*Completa lo siguiente:*
1/ En el texto sobre el odio hacia las elites, ¿en qué publicación apareció el artículo de Catalina Siles?
2/ Explica qué distingue al resentimiento actual del de épocas anteriores según la cita de Lerardo en el texto sobre el odio hacia las elites.
3/ Escribe una continuación del texto sobre el odio hacia las elites a partir de donde termina.

+++ Texto fuente +++

Lerardo, así, busca poner el acento en una “psicología resentida”, sabiendo que “la navaja del resentimiento siempre atravesó el cuello de la historia; pero nunca contó con el poder de la más alta tecnología para agredir y violentar”. Por último, muestra que “el odio en las redes tendrá consecuencias en el mundo verdadero; el paso del odio virtual a un rencor con efectos en el mundo físico”. Eso estaríamos viviendo en nuestro país.
Pero no es suficiente con observar a los que odian. La otra perspectiva es analizar qué mérito han hecho las elites para que existan esos niveles de rabia, resentimiento y, ahora, odio hacia ella.
Mérito se venía haciendo, desde hace un tiempo, y lo anticipaba Catalina Siles, en “Desigualdad, elites y encuentro. Desafíos para la cohesión social” (Estudios Públicos 149, 2018). Ahí afirma que “en lugar de acercarse al resto de sus conciudadanos como parte del proceso democrático, pareciera que se mantiene una suerte de abismo entre las elites y el resto de los sectores sociales. Y si esto es así, proponemos, podría llegar a tener consecuencias sobre la posibilidad de construir un proyecto común, generando finalmente un debilitamiento de la cohesión social”. Ello se explicaría “en la dificultad de generar experiencias compartidas y en un escaso interés por un bien común”.

+++ Datos +++

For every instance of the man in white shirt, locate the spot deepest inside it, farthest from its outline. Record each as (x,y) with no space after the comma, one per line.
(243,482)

+++

*Respuestas:*
1/ En Estudios Públicos 149, de 2018.

2/ El resentimiento siempre estuvo presente en la historia, pero nunca había contado con el poder de la más alta tecnología para agredir y violentar. Además, el odio en las redes tendrá consecuencias en el mundo verdadero, al pasar del odio virtual a un rencor con efectos físicos.

3/
Para sostener lo anterior, recurre a Murray (“Coming Apart”) y a Lasch (“La revolución de las elites”), quienes describen “el surgimiento… de una nueva clase alta… que ha tendido a distanciarse del modo de vida norteamericano, hasta el punto de volverse culturalmente irreconocible para el ciudadano común y corriente… un grupo más rico, con una alta formación universitaria y profesional, segregado y fuertemente endogámico… lo caracteriza una creciente ignorancia respecto del país que manejan” y que “ nunca habían estado tan peligrosamente aislados de su alrededor, de la vida común de los ciudadanos, como en la actualidad”.
Un desafío de la comunicación es cubrir la brecha entre lo que realmente podemos hacer y las expectativas que existen en los públicos. Es así como la denominada “Agenda Social” del Gobierno puede apuntar a corregir las desigualdades, pero está lejos de solucionar el reclamo de “dignidad” o de aplacar la rabia y el resentimiento y dejar sin sustento el odio.
Asimismo, la comunicación requiere comportamientos, encuadres y acciones, que también comunican. Esto faltó en la comunicación de la Iglesia, de los políticos o de los empresarios. Basta observarlos en las encuestas para entender cómo esa omisión golpea directamente sus niveles de confianza, esencial para la cohesión social.
Para que la gente confíe debe existir transparencia, competencia, compromiso y empatía, atributos que han brillado por su ausencia. La empatía -por ejemplo- se vio fuertemente afectada en los meses previos al estallido, con declaraciones que sólo sirvieron para reforzar los prejuicios hacia las elites.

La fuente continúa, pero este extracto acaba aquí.